■ ESTRATTO:
┄┄┄┄┄┄┄┄┄┄

Anche al Ministero si stanno accorgendo che le certificazioni di autismo stanno subendo un incremento significativo.
Tanto che la sottosegretaria Paola Frassinetti afferma: “In un contesto dove l’incidenza delle diagnosi di autismo è in crescita, la scuola si conferma in prima linea, agente di trasformazione capace di fare la differenza e principale luogo di inclusione e realizzazione del successo formativo di ognuno”.
Non ci sembra però che vi siano documenti ufficiali che tentino di dare una spiegazione del fenomeno.
Nelle settimane scorse ne avevamo parlato con Raffaele Iosa, ex ispettore scolastico, dirigente tecnico presso il Ministero con incarichi legati proprio ai temi della disabilità e dell’inclusione che ci ha fornito utili indicazioni per comprendere quanto sta accadendo nel mondo della disabilità.
Iosa: Dobbiamo fare qualche passo indietro e parlare innanzitutto del forte aumento certificativo in corso da 20 anni. In questo periodo gli studenti con disabilità sono triplicati e tre tipi di disabilità sono esplosi nel panorama clinico: l’autismo (un terzo dei certificati 104), l’ADHD (disturbo dell’attenzione e iperattività), e il DOP (disturbo oppositivo provocatorio).

┄┄┄┄┄┄┄┄┄┄

■ DATI FORNITI:
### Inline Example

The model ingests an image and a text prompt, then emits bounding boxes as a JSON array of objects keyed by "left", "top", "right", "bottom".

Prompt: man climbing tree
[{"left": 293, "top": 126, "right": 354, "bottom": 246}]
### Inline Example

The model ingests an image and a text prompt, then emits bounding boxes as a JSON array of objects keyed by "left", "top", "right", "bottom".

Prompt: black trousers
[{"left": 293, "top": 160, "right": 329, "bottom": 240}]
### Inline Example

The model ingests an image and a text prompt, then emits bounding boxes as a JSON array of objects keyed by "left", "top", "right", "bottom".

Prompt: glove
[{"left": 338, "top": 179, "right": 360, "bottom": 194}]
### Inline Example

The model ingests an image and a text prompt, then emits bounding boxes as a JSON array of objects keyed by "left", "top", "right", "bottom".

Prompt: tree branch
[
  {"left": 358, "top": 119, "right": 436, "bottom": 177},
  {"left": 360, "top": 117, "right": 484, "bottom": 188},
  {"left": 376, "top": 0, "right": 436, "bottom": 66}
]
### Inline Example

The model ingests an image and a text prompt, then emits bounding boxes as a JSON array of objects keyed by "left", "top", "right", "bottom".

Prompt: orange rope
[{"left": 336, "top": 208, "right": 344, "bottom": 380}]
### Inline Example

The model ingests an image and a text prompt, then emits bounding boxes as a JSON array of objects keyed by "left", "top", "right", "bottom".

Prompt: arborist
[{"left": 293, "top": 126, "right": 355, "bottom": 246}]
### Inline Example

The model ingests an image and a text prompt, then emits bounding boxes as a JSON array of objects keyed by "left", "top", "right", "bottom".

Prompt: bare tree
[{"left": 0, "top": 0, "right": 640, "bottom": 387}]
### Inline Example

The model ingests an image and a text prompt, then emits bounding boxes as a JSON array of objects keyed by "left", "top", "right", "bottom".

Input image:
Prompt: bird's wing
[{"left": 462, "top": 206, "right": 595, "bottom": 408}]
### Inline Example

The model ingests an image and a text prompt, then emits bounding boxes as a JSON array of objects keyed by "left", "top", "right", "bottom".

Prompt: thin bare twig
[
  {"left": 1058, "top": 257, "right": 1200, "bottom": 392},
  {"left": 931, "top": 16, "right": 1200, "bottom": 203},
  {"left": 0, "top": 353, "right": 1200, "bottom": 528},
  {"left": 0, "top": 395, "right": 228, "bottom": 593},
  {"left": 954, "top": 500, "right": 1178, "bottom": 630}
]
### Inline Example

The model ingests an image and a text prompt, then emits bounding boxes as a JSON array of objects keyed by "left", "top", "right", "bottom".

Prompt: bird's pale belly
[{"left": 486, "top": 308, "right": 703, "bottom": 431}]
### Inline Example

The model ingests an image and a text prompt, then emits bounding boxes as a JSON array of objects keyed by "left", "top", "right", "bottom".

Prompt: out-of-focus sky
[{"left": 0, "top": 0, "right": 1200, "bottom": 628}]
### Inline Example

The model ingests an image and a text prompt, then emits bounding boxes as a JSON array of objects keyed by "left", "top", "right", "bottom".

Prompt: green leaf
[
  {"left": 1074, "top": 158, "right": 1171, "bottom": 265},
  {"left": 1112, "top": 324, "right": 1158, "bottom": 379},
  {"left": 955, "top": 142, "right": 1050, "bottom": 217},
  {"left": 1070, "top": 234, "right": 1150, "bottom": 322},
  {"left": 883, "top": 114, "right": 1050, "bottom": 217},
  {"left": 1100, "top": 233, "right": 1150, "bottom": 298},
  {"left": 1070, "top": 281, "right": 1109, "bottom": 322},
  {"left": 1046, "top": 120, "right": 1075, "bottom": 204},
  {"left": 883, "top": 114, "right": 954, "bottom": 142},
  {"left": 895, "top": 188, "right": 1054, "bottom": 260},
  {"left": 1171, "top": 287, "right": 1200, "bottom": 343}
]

┄┄┄┄┄┄┄┄┄┄

■ IL TUO COMPITO:
Continua il testo sull'aumento delle certificazioni di autismo a scuola, riprendendo subito dopo la sua ultima frase.

■ RISPOSTA:
Si tratta di disabilità accomunate da una caratteristica, e cioè da “comportamenti problema” ovvero con comportamenti “anomali, spesso aggressivi e fortemente reattivi”.
E perché l’incremento delle certificazioni riguarda proprio queste forme di disabilità?
Iosa: L’esplosione ha seguito la diffusione del DSM V, il classico manuale statunitense di psichiatria del 2012 che viene ormai seguito dalle pratiche diagnostiche dei paesi europei.
Autismo, ADHD, DOP sono da questo manuale particolarmente “medicalizzati”, ed hanno ottenuto un gradimento diagnostico prima del tutto assente.
Il fatto è che anche le basi scientifiche di queste diagnosi sono discusse. Non esiste una certezza genetica e non esistono neppure “cure” farmacologiche particolarmente condivise.
Stiamo ormai ritornando a modelli interpretativi ispirati ad un comportamentismo spinto, prevalentemente di base skinneriana, ed è esplosa parallelamente una neo-clinica (con molte strutture private agguerrite nel mercato della cura) con “tecnici terapeutiche” e “tecniche comportamentiste” che hanno una discreta efficacia nei comportamenti problemi, ma anche queste oggetto di discussione. E soprattutto un costo pesante per le famiglie.
E cosa succede ai bambini e alle bambine che hanno certificazioni di questo tipo?
Iosa: Molto spesso c’è la tendenza ad “isolare” questi bambini e ragazzi anche perché “pericolosi” per i compagni di classe. Per loro domina quasi sempre la cosiddetta “copertura totale” (docente di sostegno + educatore comunale) in modo che mai siano lasciati “soli” in mezzo alla classe e ai docenti (diciamo così) “normali”.
Siamo cioè già verso un declino separativo, in cui si diffondono “aule h” e spazi separati.
Purtroppo su tutto questo, il dibattito scientifico e pedagogico è scarso, e quando si prova a farlo spesso accadono scontri.
E invece, secondo lei, cosa bisognerebbe fare?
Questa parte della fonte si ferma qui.